Requirement 1 ->
Quote the yoga teaching reflection word for word, starting with "1. Different Understanding" and going on through "in this manner.".
Requirement 2 ->
Extend the piece about ten years of teaching yoga from the point where it stops.

This fall I’ll be coming up on my tenth year as a yoga teacher. As I get closer to my teaching anniversary I figured I’d write a little bit about my process, where I see myself going in my teaching career, and reflect upon some of my favorite moments.
I recently had a friend ask me how my teaching style has changed throughout the years and what motivated my changes. Oh, boy. My teaching has changed quite a bit! I figured I’d put together five ways in which my teaching has adapted and changed over these last ten years.
These are in no particular order, but beautifully layer on top of one another.
1. Different Understanding of Flow
I came to yoga as a dancer. It was a natural transition and ultimately yoga became my new form of choreography. As a young yoga student I loved to flow and move rapidly through postures. My teaching also mirrored that style. I would put together massive sequences that would flow more than a dozen postures together on one side of the body and eventually I’d get around to teaching the other side. I truly thought all yoga classes were conducted in this manner.
Now, my classes are quite different. As I exposed myself to more styles of yoga and different teaching communities, I learned that flow doesn’t have to mean moving through a million standing postures. Flow can be simply connecting your breathing to the lifting and lowering of your arms in a seated position. In the last couple years I’ve started to lean heavily on teaching quarter, half, and variations on lunging salutations. Most students leave my classes amazed that simple movement helps warm the body and allows for a deeper connection to the breath.

Entries supplied ->
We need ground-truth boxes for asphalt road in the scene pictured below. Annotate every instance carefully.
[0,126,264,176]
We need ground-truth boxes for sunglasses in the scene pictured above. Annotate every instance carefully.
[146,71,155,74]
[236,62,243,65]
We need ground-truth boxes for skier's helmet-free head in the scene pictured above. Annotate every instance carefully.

==

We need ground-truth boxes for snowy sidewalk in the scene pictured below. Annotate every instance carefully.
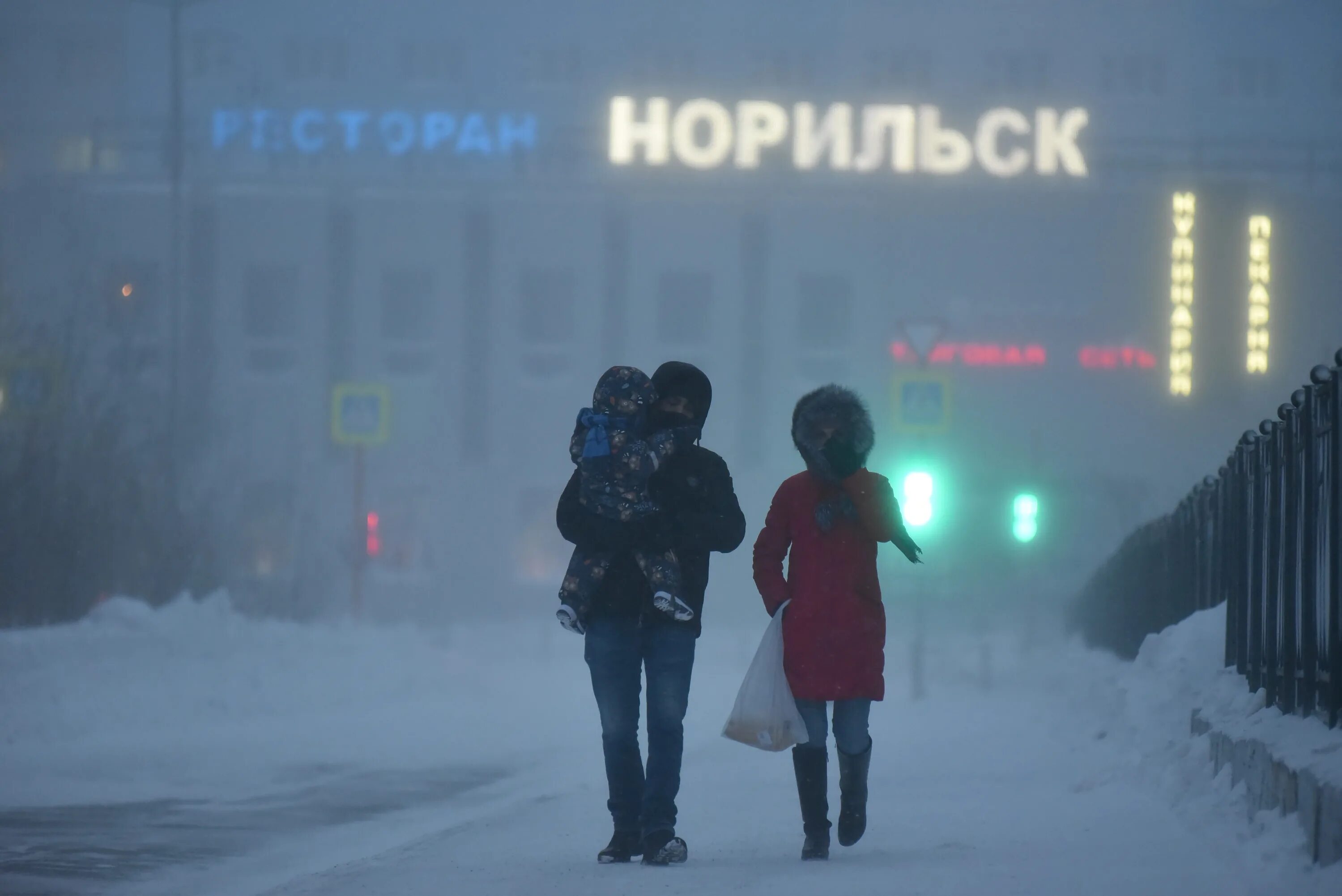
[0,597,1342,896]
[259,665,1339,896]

Exercise output 1 ->
1. Different Understanding of Flow
I came to yoga as a dancer. It was a natural transition and ultimately yoga became my new form of choreography. As a young yoga student I loved to flow and move rapidly through postures. My teaching also mirrored that style. I would put together massive sequences that would flow more than a dozen postures together on one side of the body and eventually I’d get around to teaching the other side. I truly thought all yoga classes were conducted in this manner.

Exercise output 2 ->
Piggy-backing off of number one, I’ve noticed I have simplified my teaching. No longer are big flows the draw. Students tend to appreciate my classes for their stripped down quality. I now pack in less content in my classes. Less content let’s me thoroughly drive home the concepts and information I’m trying to convey.
In the same realm, through simplifying my classes I develop curriculum that students can follow. I stick with concepts, ideas, and families of postures for one to three months so that students can soak up the information. Yoga is a subject to be learned over time. Massive flows that change each class aren’t always the best breeding ground for learning.
3. Strength v. Flexibility
Again, I was a dancer when I was introduced to yoga. I wanted to gain flexibility so that my degage was higher. I definitely gained mobility through the practice of yoga and I appreciate my ability to easily move my hips and shoulders as I get older.
However, my teacher, Jason, shed light on the fact that vinyasa yoga often includes a lot of lengthening and stretching of muscles, but not a lot of the opposite. Take Urdhva Dhanurasana—Wheel Pose as an example. In my first few years of teaching if I taught a class on Wheel I would emphasize shoulder, spinal, and front of hip mobility. All of those things are still great and necessary! But now my classes also highlight shoulder, glute, and hamstring strengthening and engagement to support Wheel.
Especially with age, I have found students are gaining more range of motion when keeping a posture active as opposed to passive. Now there’s lots of debates on the topic, but that’s what I’ve experienced in my own practice and in the classes I teach. Plus, adding a new element to a posture just keeps things more interesting! It’s like making a posture three dimensional when you address flexibility and strength.
4. There’s More to Yoga Than Making Shapes
This is something I’ve always been aware of as a student of yoga, but didn’t always take to heart. Early on vinyasa yoga was my therapy session, my hour to connect with a community, my meditation, but above all else it was my workout. I wanted to leave a yoga practice feeling like I had been worked!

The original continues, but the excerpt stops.